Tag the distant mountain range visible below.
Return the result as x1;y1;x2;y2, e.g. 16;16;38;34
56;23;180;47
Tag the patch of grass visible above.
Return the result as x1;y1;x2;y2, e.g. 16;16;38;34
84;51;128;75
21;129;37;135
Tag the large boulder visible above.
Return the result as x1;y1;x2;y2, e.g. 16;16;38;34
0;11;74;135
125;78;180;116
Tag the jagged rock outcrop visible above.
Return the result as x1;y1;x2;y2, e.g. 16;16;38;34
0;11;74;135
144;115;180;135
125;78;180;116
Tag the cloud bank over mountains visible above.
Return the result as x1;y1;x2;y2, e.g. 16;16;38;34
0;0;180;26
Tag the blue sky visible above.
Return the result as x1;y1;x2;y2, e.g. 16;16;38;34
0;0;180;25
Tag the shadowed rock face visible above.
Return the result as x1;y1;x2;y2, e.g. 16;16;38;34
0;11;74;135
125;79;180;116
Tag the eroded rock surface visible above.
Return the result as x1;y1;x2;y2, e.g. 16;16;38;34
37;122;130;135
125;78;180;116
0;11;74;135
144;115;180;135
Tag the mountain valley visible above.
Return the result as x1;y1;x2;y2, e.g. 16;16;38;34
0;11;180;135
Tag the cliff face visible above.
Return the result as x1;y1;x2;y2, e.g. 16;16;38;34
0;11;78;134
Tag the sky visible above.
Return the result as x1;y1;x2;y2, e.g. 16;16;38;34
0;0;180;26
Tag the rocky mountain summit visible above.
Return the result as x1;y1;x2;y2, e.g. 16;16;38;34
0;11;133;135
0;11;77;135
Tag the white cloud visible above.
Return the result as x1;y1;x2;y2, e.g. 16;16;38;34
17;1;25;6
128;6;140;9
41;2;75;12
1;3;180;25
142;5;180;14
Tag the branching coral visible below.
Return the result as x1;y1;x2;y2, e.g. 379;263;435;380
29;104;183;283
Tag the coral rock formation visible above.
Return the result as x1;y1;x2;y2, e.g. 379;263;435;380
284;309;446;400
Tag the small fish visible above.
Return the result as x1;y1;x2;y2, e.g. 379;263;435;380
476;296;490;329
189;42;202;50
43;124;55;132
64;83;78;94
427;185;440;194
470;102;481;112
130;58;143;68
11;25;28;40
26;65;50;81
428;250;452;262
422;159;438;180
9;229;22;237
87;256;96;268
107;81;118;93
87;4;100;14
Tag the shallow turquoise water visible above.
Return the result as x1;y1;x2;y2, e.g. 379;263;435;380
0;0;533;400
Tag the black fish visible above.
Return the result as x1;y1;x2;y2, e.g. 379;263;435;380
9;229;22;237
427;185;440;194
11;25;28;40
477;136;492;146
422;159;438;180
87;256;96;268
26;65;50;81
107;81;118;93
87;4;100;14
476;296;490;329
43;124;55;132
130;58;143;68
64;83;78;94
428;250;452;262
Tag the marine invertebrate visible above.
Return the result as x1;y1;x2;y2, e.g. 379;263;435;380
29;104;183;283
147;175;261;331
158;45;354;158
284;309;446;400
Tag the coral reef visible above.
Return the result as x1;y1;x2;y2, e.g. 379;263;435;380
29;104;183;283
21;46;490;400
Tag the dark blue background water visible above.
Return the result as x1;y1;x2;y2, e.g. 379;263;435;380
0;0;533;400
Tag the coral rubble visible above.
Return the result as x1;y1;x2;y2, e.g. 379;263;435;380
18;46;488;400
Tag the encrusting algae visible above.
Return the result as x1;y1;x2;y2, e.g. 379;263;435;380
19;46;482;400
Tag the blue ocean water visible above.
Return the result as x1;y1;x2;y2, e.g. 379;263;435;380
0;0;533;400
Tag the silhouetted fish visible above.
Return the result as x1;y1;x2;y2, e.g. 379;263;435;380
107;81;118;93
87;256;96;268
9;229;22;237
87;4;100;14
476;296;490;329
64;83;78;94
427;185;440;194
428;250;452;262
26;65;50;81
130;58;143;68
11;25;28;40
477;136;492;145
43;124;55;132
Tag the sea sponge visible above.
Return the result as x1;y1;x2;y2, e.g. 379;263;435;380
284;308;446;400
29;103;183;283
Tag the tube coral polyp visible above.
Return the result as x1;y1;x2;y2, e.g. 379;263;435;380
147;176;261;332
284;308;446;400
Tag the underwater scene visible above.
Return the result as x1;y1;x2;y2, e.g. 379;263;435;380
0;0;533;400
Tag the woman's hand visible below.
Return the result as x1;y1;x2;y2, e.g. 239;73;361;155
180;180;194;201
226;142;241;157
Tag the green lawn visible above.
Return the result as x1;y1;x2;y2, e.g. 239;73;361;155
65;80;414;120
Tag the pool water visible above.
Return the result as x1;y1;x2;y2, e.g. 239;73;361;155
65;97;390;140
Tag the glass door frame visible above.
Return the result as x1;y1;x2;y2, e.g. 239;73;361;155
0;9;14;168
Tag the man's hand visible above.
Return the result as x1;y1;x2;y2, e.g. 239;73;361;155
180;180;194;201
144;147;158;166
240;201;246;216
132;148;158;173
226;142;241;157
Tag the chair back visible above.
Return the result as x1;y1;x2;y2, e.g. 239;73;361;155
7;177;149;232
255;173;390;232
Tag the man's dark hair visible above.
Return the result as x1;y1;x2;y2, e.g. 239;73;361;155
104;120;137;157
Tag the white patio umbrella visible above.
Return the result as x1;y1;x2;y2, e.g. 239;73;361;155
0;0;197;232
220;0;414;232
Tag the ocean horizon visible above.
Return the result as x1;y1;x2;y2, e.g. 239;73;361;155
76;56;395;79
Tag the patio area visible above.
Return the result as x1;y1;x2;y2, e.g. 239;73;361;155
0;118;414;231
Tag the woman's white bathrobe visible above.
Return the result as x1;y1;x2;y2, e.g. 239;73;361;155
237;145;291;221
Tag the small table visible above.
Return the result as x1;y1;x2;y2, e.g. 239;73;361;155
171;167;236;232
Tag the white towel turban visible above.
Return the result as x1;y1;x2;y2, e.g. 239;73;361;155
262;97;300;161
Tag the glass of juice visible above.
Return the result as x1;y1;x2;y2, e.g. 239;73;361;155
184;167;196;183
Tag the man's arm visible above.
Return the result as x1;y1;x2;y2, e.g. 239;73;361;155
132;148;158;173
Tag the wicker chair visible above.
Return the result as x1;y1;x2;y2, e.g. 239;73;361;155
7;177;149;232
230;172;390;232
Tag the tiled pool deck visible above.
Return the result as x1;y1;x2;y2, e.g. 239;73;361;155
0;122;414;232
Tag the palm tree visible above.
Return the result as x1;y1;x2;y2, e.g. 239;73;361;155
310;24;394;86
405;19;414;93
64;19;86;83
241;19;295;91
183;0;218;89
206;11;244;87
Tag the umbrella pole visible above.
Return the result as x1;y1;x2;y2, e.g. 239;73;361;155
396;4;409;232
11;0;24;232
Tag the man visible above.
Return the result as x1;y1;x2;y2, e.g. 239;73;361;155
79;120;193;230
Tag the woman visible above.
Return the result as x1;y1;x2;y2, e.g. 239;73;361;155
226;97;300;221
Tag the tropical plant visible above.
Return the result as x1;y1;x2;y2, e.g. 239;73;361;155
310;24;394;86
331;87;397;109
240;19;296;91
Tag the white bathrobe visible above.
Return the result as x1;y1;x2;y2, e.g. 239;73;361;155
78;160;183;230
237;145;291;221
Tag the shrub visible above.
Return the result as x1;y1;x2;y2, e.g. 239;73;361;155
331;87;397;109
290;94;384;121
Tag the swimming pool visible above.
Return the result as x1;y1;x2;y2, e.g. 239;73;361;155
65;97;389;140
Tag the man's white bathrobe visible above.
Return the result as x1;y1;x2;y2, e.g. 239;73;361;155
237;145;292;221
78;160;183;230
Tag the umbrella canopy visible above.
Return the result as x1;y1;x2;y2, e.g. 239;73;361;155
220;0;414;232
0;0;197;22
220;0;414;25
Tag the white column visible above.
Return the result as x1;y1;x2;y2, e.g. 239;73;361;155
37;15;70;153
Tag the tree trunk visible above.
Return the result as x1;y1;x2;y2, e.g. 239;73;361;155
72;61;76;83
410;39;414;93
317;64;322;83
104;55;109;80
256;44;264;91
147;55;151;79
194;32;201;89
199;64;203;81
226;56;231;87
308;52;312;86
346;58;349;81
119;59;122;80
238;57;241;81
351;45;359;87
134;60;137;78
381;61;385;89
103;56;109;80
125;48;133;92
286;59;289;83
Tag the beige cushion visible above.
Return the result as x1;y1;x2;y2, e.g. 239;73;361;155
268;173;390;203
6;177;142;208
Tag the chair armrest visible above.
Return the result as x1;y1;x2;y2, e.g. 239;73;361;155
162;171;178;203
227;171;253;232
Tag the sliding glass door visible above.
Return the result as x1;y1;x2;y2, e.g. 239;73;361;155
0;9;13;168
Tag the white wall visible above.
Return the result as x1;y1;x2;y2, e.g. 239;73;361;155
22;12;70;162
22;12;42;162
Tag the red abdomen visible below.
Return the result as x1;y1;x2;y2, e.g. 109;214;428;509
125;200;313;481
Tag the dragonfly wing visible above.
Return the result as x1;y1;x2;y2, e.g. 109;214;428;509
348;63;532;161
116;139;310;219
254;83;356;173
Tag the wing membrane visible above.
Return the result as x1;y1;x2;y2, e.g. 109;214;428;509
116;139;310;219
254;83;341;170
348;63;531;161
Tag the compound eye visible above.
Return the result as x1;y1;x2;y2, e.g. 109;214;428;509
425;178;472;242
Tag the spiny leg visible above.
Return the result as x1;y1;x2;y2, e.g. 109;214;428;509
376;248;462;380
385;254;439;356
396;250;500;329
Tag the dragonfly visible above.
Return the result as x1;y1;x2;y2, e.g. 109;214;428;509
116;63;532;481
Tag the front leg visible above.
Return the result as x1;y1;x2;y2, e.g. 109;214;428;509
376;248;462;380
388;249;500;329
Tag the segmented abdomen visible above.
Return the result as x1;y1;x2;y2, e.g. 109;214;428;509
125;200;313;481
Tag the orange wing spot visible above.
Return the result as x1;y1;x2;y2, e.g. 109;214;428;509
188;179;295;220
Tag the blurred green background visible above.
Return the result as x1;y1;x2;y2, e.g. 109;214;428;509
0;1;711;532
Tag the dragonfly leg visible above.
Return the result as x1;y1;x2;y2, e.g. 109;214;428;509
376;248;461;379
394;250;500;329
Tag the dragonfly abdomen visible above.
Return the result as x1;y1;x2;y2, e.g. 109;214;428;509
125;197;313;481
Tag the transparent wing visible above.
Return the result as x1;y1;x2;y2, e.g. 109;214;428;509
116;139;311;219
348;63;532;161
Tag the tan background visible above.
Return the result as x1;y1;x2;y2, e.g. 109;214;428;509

§ §

§ **WORK TO DO**
Reproduce the stretch from the start of the material through the line containing "0;11;77;135", swapping every occurrence of "Return the result" for "Provide the result" and leaving all else unchanged.

§ **THE RESULT**
Tag the distant mountain range visible below.
Provide the result as x1;y1;x2;y2, e.g. 16;16;38;34
56;23;180;47
Tag the patch of grass visible above.
Provide the result as x1;y1;x2;y2, e.g. 16;16;38;34
84;51;128;75
21;129;37;135
Tag the large boulder visible above.
Provide the result as x1;y1;x2;y2, e.g. 16;16;38;34
0;11;74;135
125;78;180;116
Tag the jagged rock outcrop visible above.
Provide the result as x1;y1;x2;y2, e.g. 16;16;38;34
0;11;74;135
144;115;180;135
125;78;180;116
Tag the cloud bank over mountains visible above.
Provide the result as x1;y1;x2;y2, e.g. 16;16;38;34
0;0;180;26
Tag the blue sky visible above.
Provide the result as x1;y1;x2;y2, e.g. 16;16;38;34
0;0;180;25
Tag the shadowed rock face visible above.
Provide the result as x1;y1;x2;y2, e.g. 16;16;38;34
0;11;74;135
125;79;180;116
Tag the eroded rock surface visible above.
Provide the result as x1;y1;x2;y2, e.g. 16;16;38;34
37;122;130;135
125;78;180;116
0;11;74;135
144;115;180;135
Tag the mountain valley visible above.
Provide the result as x1;y1;x2;y2, e.g. 16;16;38;34
0;11;180;135
Tag the cliff face visible above.
Provide the result as x1;y1;x2;y2, e.g. 16;16;38;34
0;11;78;134
Tag the sky visible above.
Provide the result as x1;y1;x2;y2, e.g. 16;16;38;34
0;0;180;26
Tag the rocky mountain summit visible above.
Provide the result as x1;y1;x2;y2, e.g. 16;16;38;34
0;11;133;135
0;11;77;135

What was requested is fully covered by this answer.